- [Work required]:
Change each "spot" in the listing below to "locate" and leave every other word untouched.
##### Data records
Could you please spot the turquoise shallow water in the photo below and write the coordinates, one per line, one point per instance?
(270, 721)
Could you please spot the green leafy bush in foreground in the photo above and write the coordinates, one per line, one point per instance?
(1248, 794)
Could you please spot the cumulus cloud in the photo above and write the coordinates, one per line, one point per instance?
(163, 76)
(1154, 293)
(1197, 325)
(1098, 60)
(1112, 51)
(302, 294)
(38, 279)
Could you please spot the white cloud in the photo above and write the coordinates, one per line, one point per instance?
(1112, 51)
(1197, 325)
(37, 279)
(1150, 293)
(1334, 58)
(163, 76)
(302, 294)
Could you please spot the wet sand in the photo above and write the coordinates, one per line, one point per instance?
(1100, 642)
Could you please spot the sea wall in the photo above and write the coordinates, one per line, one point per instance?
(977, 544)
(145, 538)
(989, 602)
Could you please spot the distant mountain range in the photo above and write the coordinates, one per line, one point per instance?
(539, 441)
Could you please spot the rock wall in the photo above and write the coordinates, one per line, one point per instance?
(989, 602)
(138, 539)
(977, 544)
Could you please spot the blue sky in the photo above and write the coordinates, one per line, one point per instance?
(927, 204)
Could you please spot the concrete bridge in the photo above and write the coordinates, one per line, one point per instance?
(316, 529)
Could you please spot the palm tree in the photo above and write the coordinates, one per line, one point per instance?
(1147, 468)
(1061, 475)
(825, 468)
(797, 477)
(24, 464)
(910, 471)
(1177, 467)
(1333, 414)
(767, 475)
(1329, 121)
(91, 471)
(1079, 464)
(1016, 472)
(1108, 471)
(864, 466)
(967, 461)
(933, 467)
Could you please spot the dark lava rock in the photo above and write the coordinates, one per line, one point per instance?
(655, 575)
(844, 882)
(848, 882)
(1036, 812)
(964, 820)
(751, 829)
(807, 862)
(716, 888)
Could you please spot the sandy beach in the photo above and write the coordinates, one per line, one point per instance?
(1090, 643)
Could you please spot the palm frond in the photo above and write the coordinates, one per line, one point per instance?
##########
- [Task response]:
Could you please locate the turquoise shallow water in the photo below and write the coordinates, one per line, one point per instance?
(270, 721)
Could you please locate the green leafy bush in foreground in the photo above and write the coordinates, one per line, one point per instance?
(1248, 794)
Could you please locate the cumulus cloud in the photo above and write the coordinates, one per line, one point per instance?
(163, 76)
(1154, 293)
(1197, 325)
(1098, 60)
(1112, 51)
(302, 294)
(38, 279)
Could you please locate the white cloud in the photo above and write the coordinates, one per line, one point per instance?
(1112, 51)
(1197, 325)
(37, 279)
(1150, 293)
(1334, 58)
(163, 76)
(302, 294)
Could you please locate the wet sand in the photo above and write the coordinates, one per line, one point per instance?
(1100, 642)
Could you please locate the sea wall in the photo above and write the coordinates, one per line, one point per instance?
(977, 544)
(145, 538)
(989, 602)
Could you please locate the distant mountain range in the photo above and write the coordinates, one per line, one point per instance?
(539, 441)
Could you please locate the rock wall in the photo above and write the coordinates, one per line, one point per instance?
(989, 602)
(138, 539)
(977, 544)
Could you please locate the blue sky in the photo above and write the coordinates, one per line, one point per instance?
(927, 204)
Could you please locate the concrete bridge in the photo above and write the coordinates, one per line, one point per instance?
(316, 529)
Could you please locate the palm tree in the photo above and write the coordinates, one per line, one point per instance?
(1147, 468)
(1061, 475)
(825, 468)
(797, 477)
(24, 464)
(910, 471)
(1177, 467)
(1333, 414)
(767, 475)
(1329, 121)
(91, 471)
(1079, 464)
(1016, 472)
(1108, 471)
(864, 466)
(967, 461)
(933, 467)
Could you please locate the dark lava rock in the photo above and write the coordinates, one per line, one point per instance?
(655, 575)
(844, 882)
(848, 882)
(1036, 812)
(964, 820)
(751, 829)
(807, 862)
(716, 888)
Could you please locate the sandy beach in the photo above and write the coordinates, one per line, one point per instance?
(1090, 643)
Could you please locate the palm frond in the photo above and write the coordinates, one per line, one point per instance?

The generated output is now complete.